Text shown>
[HN Gopher] Lyra audio codec enables high-quality voice calls at...
___________________________________________________________________
Lyra audio codec enables high-quality voice calls at 3 kbps bitrate
Author : homarp
Score : 109 points
Date : 2021-03-01 06:30 UTC (16 hours ago)
(HTM) web link (www.cnx-software.com)
(TXT) w3m dump (www.cnx-software.com)
| sophiebits wrote:
| Previous discussion:
| https://news.ycombinator.com/item?id=26279891
| skyde wrote:
| this is super impressive
| walrus01 wrote:
| Microsoft also just announced a 6kbps advanced audio codec:
|
| https://techcommunity.microsoft.com/t5/microsoft-teams-blog/...
| trevorishere wrote:
| I'd be curious to know how this compares to Microsoft's Satin
| codec, now used in Teams, which is ML-driven.
| londons_explore wrote:
| This is blogspam that doesn't add meaningfully to the
| original[1].
|
| [1]: https://ai.googleblog.com/2021/02/lyra-new-very-low-
| bitrate-...

Raw records>
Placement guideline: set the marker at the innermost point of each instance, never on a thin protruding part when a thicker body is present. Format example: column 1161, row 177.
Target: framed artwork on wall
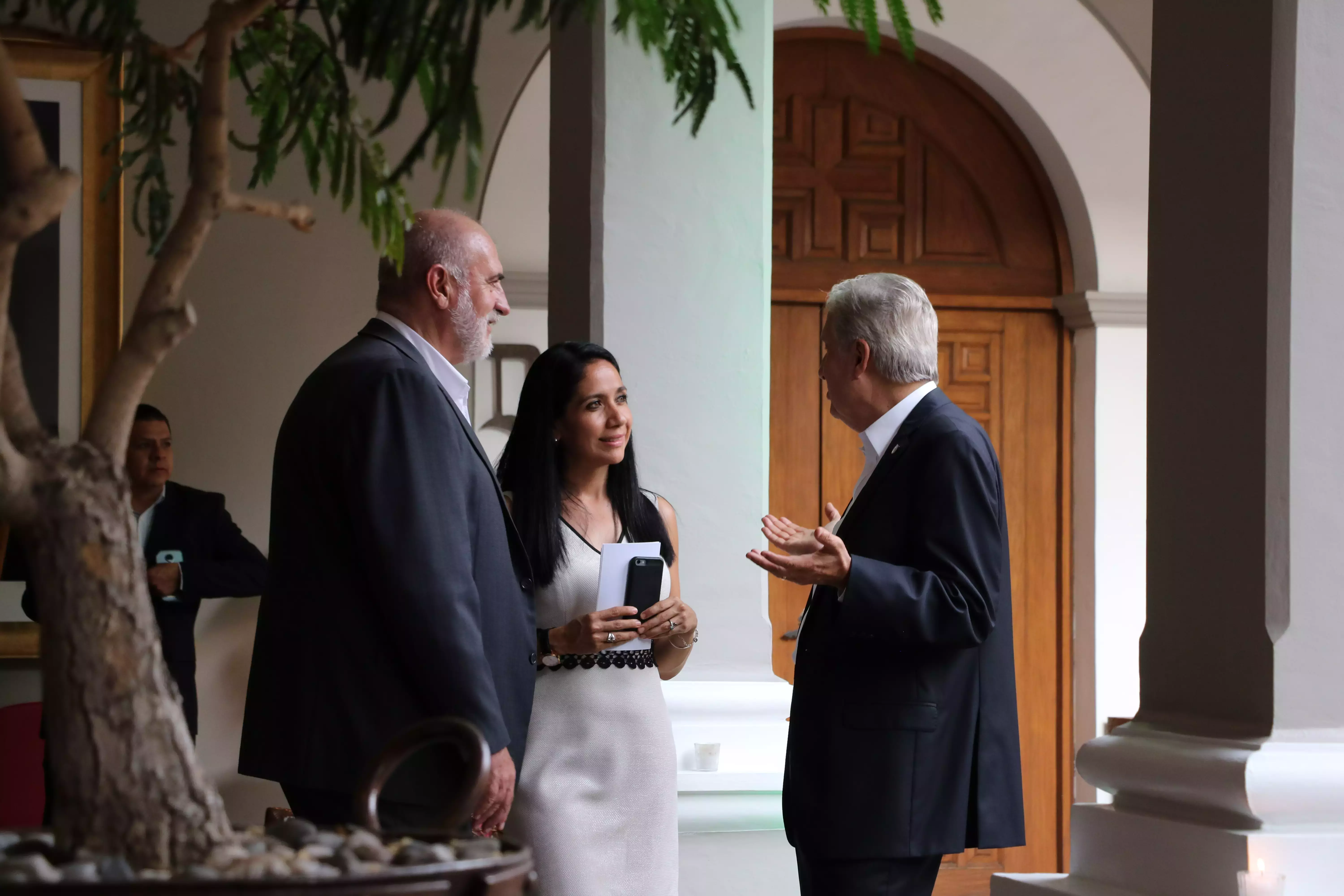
column 67, row 304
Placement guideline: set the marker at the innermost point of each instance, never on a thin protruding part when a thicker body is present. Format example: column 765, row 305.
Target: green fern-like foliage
column 302, row 61
column 864, row 17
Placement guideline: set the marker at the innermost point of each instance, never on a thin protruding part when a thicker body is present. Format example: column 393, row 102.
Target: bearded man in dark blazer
column 398, row 588
column 904, row 730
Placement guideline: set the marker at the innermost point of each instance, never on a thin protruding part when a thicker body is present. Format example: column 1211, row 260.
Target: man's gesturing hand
column 829, row 565
column 792, row 538
column 493, row 812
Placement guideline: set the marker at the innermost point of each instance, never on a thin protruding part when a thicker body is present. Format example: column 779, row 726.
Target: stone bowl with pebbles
column 295, row 856
column 291, row 856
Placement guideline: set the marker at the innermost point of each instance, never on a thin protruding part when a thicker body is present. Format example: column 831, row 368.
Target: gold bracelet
column 696, row 639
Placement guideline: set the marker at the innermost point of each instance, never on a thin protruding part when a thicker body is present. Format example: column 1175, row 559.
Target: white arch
column 515, row 193
column 1076, row 96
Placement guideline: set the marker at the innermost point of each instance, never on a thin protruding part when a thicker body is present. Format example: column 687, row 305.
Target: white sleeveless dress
column 596, row 797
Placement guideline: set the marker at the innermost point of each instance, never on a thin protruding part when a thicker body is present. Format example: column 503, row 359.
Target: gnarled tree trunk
column 124, row 762
column 127, row 778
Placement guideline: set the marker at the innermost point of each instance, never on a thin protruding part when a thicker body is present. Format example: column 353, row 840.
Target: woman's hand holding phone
column 655, row 622
column 588, row 633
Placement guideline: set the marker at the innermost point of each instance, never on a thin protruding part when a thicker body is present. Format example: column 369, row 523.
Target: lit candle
column 1260, row 883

Stated goal> Extend the Hacker News thread on the Lyra audio codec by writing the comments that come after its last one.

Written answer>
| jimktrains2 wrote:
| I wonder how this compares with codec2[0] which is decent at
| around 3kbps and can go even lower.
|
| [0] https://en.m.wikipedia.org/wiki/Codec_2
| motiejus wrote:
| Nothing about licensing or patents. I assume the worst (read:
| unusable for small businesses)?
|
| 10+ years ago I worked in a small voip shop, where we had very
| high quality (low jitter), but low bandwidth connection. I
| researched many codecs of the time (2010-ish).
|
| We liked speex, because it can be used "without strings
| attached". Also, I can choose the quality depending on the
| bandwidth. Although for low bandwidth g729 was better. Which we
| couldn't use because of royalties (but allowed myself to test
| it).
|
| We chose alaw/ulaw when bandwidth was not a concern, and speex
| when it was.
|
| Since it does not mention usability outside of google, I also
| find this comparison unfair or incomplete: if you are comparing a
| proprietary codec, compare it to g729. If you are comparing a
| codec to speex, it should be open/free.
|
| Edit: grammar
| lights0123 wrote:
| I wouldn't be as pessimistic--they invented VP9 and were
| important to AV1, and continue to promote both and use them
| everywhere.
| marcodiego wrote:
| With good enough licensing it could possibly replace speex.
|
| It is sad that we have to think about licensing and patents of
| technologies instead of only how good or advanced they are.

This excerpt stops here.